--- START Text passage ---

When we finish a new movie, it has become a minor tradition that Dallas very graciously buys Raf and I new kicks. To wit:

I’m rocking them today as a final testament to the completion of Stadium Status which we uploaded to Vimeo about 9 days ago – on the heels (see what I did there?) of a fantastic week for the ICs. You may have seen some of the highlight moments but just to contextualize the rollout of Stadium Status, here’s a few other things that went down around the same time:

1) We sneak previewed (aka unofficially world premiered) Stadium Status along with 4 of our older movies (Bodega, GBM, Cereal is Dope and Checkmate) at the Brooklyn Public Library. Here’s us onstage doing a little q&a:

I’ve said it before but it’s worth repeating: If you make movies for the internet, you really should show them on the bigscreen sometimes, especially with an audience. Watching your work with other people is such an informative experience. It’s also good for the soul if you’ve spent a lot of time isolated in your lab, editing your work. A vacuum is good for certain objective decisions but pacing and jokes hitting are best considered with a group watching (and you secretly watching the group through various doors in the auditorium).

Anyway, it was crazy fun to show at the Brooklyn Public Library. Great theater with a nice screen and intimate audience/performer set-up. It felt like school assembly – but the good kind with the cartoons on the rainy days. And speaking of school, we had a lot of surprise friends from all over the timescape show up to the screening. It filled my heart with glee. Especially, because most peeps stayed and closed the bar with us at the after party. Dope!

2) That same day as the screening, we got the best press of our young video essay making lives. New York Times. Bong! Shouts to the author David Gonzalez for coming out to meet us and writing a really nice piece that finally legitimized all of us in the eyes of our mothers. And the photographer, Librado Romero who made us look like professionals (note the scripts in our hands).

--- END Text passage ---
--- START Dataset rows ---

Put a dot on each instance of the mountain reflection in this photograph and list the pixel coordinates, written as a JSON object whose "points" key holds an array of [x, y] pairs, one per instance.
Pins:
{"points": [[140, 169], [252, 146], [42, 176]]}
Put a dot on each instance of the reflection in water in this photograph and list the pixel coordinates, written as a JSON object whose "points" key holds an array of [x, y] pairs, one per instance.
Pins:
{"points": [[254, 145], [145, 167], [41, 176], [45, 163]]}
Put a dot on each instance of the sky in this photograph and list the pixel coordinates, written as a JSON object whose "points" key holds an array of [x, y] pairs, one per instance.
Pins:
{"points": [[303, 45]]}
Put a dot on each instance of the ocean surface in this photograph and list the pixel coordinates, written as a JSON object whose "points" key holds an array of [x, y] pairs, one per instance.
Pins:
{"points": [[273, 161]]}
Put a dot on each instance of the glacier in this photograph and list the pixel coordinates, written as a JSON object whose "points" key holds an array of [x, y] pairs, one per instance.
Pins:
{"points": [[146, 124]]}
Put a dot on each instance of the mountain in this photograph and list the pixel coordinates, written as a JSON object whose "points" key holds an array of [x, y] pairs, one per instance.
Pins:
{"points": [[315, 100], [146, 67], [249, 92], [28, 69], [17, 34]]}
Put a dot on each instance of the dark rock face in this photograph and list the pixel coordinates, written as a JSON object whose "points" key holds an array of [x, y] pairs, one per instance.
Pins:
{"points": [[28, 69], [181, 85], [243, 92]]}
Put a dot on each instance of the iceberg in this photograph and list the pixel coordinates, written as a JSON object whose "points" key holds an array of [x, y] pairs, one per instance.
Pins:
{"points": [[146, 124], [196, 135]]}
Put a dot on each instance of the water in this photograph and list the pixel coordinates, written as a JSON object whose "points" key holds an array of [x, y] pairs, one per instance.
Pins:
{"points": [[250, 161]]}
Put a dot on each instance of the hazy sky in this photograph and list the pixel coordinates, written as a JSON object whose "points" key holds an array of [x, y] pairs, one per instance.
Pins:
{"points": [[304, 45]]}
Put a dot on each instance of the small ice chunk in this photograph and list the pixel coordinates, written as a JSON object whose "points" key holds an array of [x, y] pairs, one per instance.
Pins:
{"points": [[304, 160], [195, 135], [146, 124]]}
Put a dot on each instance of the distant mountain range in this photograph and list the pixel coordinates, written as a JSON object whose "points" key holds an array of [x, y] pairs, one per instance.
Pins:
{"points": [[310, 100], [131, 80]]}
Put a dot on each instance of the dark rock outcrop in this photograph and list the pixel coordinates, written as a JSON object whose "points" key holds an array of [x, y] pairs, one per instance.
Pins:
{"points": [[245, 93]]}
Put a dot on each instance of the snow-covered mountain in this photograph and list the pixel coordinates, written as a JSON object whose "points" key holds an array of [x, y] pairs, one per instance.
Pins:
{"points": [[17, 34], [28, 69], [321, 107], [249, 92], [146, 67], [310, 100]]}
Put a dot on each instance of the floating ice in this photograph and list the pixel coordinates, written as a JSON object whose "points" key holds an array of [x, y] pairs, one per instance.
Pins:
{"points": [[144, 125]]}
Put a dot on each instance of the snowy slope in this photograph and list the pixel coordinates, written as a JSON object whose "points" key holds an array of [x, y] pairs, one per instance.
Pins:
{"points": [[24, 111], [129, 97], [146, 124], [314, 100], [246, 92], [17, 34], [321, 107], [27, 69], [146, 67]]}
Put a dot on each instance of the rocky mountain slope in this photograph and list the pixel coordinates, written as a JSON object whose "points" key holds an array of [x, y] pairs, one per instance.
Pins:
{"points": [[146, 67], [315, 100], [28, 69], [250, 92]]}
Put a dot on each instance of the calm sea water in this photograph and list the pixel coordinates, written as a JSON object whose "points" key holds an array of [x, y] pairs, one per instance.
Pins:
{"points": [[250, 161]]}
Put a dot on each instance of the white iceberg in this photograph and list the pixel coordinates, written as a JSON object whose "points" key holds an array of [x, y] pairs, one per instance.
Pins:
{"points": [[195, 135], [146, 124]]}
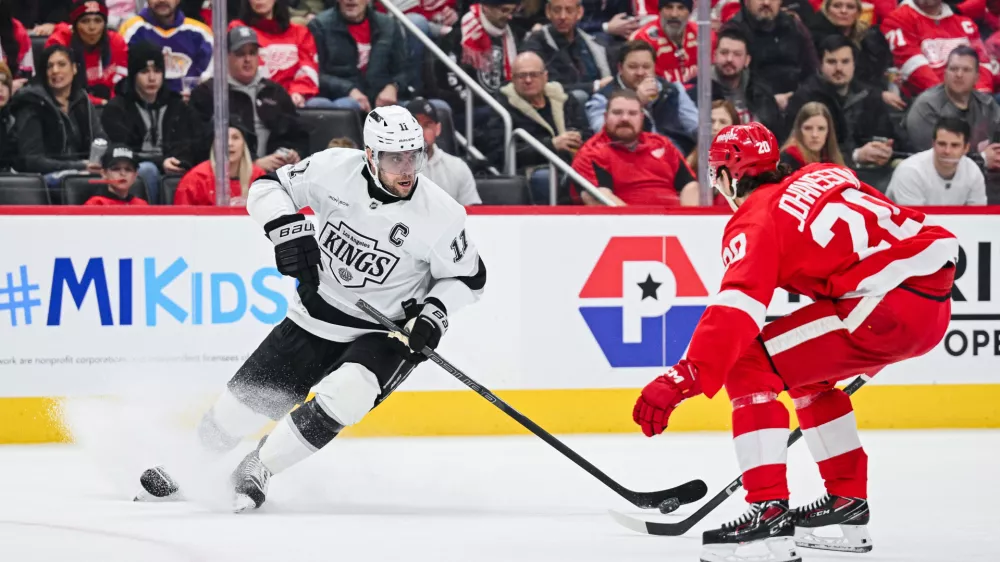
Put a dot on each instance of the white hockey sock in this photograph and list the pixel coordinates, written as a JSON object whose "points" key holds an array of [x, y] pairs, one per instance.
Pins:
{"points": [[284, 447], [228, 422]]}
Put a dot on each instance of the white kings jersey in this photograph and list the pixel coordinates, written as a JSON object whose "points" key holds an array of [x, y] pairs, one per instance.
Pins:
{"points": [[373, 246]]}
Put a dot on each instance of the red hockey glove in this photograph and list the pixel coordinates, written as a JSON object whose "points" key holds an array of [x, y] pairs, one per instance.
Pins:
{"points": [[660, 397]]}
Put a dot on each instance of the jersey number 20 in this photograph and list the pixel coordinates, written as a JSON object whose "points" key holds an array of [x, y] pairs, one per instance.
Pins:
{"points": [[852, 212]]}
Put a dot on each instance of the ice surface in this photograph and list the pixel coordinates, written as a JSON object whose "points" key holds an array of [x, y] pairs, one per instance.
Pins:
{"points": [[934, 498]]}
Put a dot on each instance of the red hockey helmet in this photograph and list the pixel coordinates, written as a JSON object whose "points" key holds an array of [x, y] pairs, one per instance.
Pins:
{"points": [[743, 150]]}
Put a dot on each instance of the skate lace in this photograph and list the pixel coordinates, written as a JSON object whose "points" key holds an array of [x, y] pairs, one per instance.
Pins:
{"points": [[745, 518], [822, 500], [255, 468]]}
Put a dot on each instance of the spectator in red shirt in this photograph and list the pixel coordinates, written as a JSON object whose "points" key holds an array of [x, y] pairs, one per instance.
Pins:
{"points": [[119, 169], [101, 54], [15, 46], [287, 50], [197, 187], [630, 166], [675, 38]]}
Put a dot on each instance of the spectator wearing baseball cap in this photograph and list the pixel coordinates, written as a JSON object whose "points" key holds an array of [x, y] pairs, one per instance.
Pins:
{"points": [[164, 132], [287, 50], [119, 170], [259, 102], [449, 172], [186, 42], [100, 54]]}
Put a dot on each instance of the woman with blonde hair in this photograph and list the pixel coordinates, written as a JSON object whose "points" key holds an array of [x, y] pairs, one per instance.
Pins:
{"points": [[872, 57], [813, 138], [197, 187], [724, 114]]}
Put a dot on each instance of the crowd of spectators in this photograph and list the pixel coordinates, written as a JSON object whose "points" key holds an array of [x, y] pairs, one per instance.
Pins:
{"points": [[905, 93]]}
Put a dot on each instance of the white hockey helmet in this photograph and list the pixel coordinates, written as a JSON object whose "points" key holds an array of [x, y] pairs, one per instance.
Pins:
{"points": [[392, 130]]}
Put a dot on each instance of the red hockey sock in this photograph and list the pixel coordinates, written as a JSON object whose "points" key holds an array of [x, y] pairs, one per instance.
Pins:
{"points": [[760, 434], [830, 430]]}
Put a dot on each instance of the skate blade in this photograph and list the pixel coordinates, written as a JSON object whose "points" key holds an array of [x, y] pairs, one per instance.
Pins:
{"points": [[779, 549], [855, 539], [243, 503]]}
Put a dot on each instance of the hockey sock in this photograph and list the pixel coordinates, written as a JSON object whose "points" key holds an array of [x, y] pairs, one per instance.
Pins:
{"points": [[831, 432], [228, 422], [298, 435], [760, 435]]}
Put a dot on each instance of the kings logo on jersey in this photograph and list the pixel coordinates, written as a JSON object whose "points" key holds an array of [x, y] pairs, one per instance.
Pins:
{"points": [[643, 300], [354, 258]]}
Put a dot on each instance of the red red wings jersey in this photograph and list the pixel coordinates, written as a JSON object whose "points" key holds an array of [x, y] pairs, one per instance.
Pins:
{"points": [[675, 63], [97, 73], [819, 233], [921, 43], [25, 66], [287, 57]]}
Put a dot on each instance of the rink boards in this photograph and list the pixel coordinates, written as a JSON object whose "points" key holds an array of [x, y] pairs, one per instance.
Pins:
{"points": [[581, 309]]}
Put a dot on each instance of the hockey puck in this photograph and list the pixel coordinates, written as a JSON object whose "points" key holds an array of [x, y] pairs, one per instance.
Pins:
{"points": [[669, 505]]}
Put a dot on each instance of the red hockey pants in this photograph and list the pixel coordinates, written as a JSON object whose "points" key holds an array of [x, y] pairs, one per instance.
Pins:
{"points": [[806, 353]]}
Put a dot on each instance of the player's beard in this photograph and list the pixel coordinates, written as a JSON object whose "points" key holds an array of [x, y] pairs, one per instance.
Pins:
{"points": [[394, 187], [624, 133]]}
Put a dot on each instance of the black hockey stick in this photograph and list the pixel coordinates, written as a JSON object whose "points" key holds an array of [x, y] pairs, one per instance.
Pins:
{"points": [[677, 529], [669, 499]]}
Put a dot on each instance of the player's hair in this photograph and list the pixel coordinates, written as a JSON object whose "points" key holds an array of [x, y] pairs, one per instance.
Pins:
{"points": [[830, 151], [6, 76], [281, 14], [953, 125], [857, 31], [748, 183], [964, 51], [632, 47], [836, 42]]}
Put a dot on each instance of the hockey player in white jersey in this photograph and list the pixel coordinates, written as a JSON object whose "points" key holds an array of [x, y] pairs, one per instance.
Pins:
{"points": [[384, 233]]}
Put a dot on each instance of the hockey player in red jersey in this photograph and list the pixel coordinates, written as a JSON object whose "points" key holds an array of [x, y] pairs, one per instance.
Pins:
{"points": [[881, 278], [921, 35]]}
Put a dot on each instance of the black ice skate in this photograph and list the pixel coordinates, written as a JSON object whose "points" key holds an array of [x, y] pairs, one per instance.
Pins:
{"points": [[157, 485], [764, 533], [850, 514], [250, 482]]}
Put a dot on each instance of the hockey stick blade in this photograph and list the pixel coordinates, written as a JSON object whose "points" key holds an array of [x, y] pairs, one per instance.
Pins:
{"points": [[676, 529], [685, 493]]}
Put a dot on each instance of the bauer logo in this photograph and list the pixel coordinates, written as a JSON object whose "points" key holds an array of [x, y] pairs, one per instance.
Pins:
{"points": [[643, 300]]}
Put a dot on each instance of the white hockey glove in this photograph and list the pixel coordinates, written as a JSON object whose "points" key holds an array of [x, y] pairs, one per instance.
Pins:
{"points": [[426, 324]]}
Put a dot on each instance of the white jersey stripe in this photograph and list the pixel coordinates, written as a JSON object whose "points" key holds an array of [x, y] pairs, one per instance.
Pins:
{"points": [[803, 333], [833, 438], [761, 448], [928, 261], [739, 300]]}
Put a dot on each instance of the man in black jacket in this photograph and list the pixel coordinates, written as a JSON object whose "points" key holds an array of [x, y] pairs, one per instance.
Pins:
{"points": [[362, 57], [781, 50], [281, 137], [165, 134], [666, 106], [733, 81], [860, 117], [546, 112], [572, 56]]}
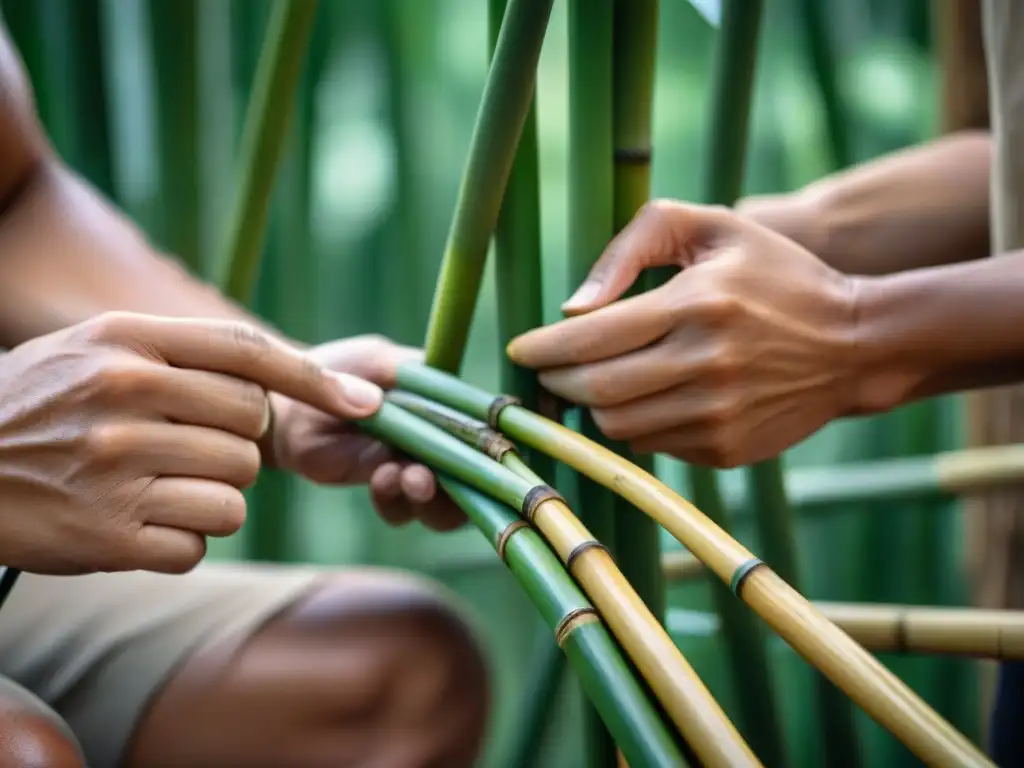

--- END Dataset rows ---

Tasks:
- a) Name every movie the blog post about Stadium Status says was shown at the Brooklyn Public Library.
- b) In the blog post about Stadium Status, who was the photographer for the New York Times piece?
- c) Pick up the blog post about Stadium Status from its last sentence and keep writing.

Results for the exercise:
- a) Stadium Status, Bodega, GBM, Cereal is Dope, Checkmate

- b) Librado Romero

- c)
3) From the Times article, we landed on the radar of MSNBC who called to inquire about our availability for an interview on the Dylan Ratigan show. But before we could even click the wikipedia link for more info on who Dylan Ratigan was, we were told that we were actually going to be interviewed by a guest host, Elliot Spitzer, who you might remember from such road signs as “Welcome to New York State. Governor: Elliot Spitzer” He was super nice, seemed sincerely interested in Ghetto Big Macs, knew more about public funding for stadiums than we did and gracefully laced a single off a perfectly thrown Dallas Penn curveball. And after the lightning-fast 5 minute interview, he took a fun picture with us:

4) And then full circle we released Stadium Status onto the internets. We had intended to go up with it at youtube but a disagreement they’re having with Warner Bros. got us redflagged for use of an unlicensed Warner Bros. movie theme in our movie. We’re up at youtube now. But the bulk of our views have been at vimeo since we went up there first, not knowing when/if youtube would allow us through.

So there you go – a good goddamn week with the ICs. Thanks for rolling with us. I’m looking forward to scuffing these nikes on the next location, next movie, near future!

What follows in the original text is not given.